**Actions to take:**
a. In the forum post on GPU architecture, what does the writer believe "COMICS" provides for the SPU?
b. Rewrite the portion of the forum post on GPU architecture that begins at the words "What I mean" and stops after "of this idea.", changing "Command Processor" to "control processor".

*** Document passage

I would also like to know, I'm not and by far an armchair expert on the matter, my original comment came from my realization about how "huge" texture units looked in R770.
As you saw I've been most likely mislead by some die shot (cf 3Dilettante's post). In the end it's a bit unclear how huge are the texture unit vs the ALUs. The other part of the problem is how much more efficient texture units in perf/mm² vs even reworked ALUs arrays. I've no answer I was trying to initiate a discussion on the matter.
My feel is that GPUs will lose some of their fixed functions units in the upcoming years.
It looks like GPU will have to become more flexible and more "autonomic" to satisfy the needs of developers from various fields. By autonomic I mean in a CPU way. Devs want to have read and write caches, on the other hand it's not the model that offer the best scaling and hardware cost can turn prohibitive. My feel (realy a feel more than anything else) is that the removal of fixed function would help to design chip easier to design from the hardware vendor POV and would ease the development of the matching software model/layer.
One of my other "feel" is in regard to Intel choices, I read a lot of comment about their choice of X86 for larrabee ISA on the other hand I see really few arguments about the real architectural choices on which larrabee stands: many many cores augmented by potent SIMD units.
I can guess/see the merit of this choice but I'm not sure that one simplistic CPU core augmented is the sweet spot, the proper building block to build the GPU 2.0.
Such a core is tiny so you need many of them to achieve the throughput the industry is aiming which imply quiet some communications whereas it's for memory space coherency or simply move data around.
You end with relatively few "FLOPS" to amortize the CPU front end/logic (even if one could do better than X86).
It's a really interesting debate and I would absolutely love to see more educated persons discuss the issue.
For example what would be the pro/con of say a properly done larrabee clone vs something looking a bit like a mix of a Cell and a GPU.
What I mean by a mix of a GPU and the Cell is an idea I got after reading a link about "COMICS" Mfa posted sometime ago. If I'm right "COMICS" is a software layer that provides software cache coherency for the SPU. In this setup I find that the PPU acts a bit in the same way as the Command Processor in a GPU does. So I wondered if a general purpose GPU or GPU 2.0 could be something like a blend of this idea.
Say you have some SIMD arrays attached to a specialized CPU. Each SIMD array would be more potent than they are now (a bit like SPU who can't do everything a standard CPU does). The specialized CPU would be completely hide from the developer and would do the job a CP does in a GPU and could do what the PPU does in the aforementioned set-up providing various software coherency model for the memory (under the programmer command).
I feel like this would have to be tinier than actual GPU so the specialized CPU would also handle load balancing, memory coherency between its "brothers".
Say you could have such a core made by:
one specialized CPU with its own resources, that may have hardware cache(hidden from developer)
8(*) "16-wide arrays" each with a dedicated LS as in SPUs (* random number, may be I love quadratic number as KK :LOL:)
a bigger LS shared among the SIMD array.
A router

You put some of these cores on a grid (aka Intel SCC or Tilera products) but I would be less of a burden than to put X time as many tinier cores ala larrabee (simplistic CPU =SIMD) on a chip of the same size to achieve the same throughput.
In the end developers would have a lot of choices anywhere from seeing each individual SIMD arrays to handle the chip as a nowadays GPUs.
You would pay for memory coherency (whether is die space, power consumption, etc.) only for the tasks that require it. Like Sweeney suggested in a presentation if you want you could run in software a coherent transactional model on some of the SIMD arrays if you need.

******
*** Extracted data

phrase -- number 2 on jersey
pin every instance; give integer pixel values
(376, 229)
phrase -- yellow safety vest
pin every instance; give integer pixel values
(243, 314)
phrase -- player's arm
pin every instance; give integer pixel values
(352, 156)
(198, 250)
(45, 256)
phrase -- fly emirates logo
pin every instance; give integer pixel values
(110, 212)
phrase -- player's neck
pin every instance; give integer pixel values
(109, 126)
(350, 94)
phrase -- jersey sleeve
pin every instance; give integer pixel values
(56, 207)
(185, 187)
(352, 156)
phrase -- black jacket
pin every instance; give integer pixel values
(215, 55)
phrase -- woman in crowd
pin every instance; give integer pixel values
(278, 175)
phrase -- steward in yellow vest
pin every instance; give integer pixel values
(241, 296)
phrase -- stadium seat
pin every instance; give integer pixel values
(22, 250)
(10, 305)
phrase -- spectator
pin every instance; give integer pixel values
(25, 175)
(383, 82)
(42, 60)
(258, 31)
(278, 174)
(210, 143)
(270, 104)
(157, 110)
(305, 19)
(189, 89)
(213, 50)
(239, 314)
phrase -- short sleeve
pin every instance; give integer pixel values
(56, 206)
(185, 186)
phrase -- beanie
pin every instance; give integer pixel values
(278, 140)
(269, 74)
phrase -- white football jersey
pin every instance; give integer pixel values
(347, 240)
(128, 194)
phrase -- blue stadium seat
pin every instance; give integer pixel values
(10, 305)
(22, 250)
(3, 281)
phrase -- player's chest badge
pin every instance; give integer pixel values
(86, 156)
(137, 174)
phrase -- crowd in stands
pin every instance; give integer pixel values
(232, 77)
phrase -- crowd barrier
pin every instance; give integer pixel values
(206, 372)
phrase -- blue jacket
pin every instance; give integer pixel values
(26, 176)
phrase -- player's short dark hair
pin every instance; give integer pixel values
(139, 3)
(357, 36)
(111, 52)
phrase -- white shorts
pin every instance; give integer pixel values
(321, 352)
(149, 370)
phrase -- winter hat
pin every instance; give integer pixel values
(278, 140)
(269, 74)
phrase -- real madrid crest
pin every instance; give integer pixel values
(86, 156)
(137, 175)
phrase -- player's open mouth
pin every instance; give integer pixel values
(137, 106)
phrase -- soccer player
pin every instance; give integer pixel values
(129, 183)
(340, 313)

******

**Answer list:**
a. Software cache coherency, as a software layer.

b.
What I mean by a mix of a GPU and the Cell is an idea I got after reading a link about "COMICS" Mfa posted sometime ago. If I'm right "COMICS" is a software layer that provides software cache coherency for the SPU. In this setup I find that the PPU acts a bit in the same way as the control processor in a GPU does. So I wondered if a general purpose GPU or GPU 2.0 could be something like a blend of this idea.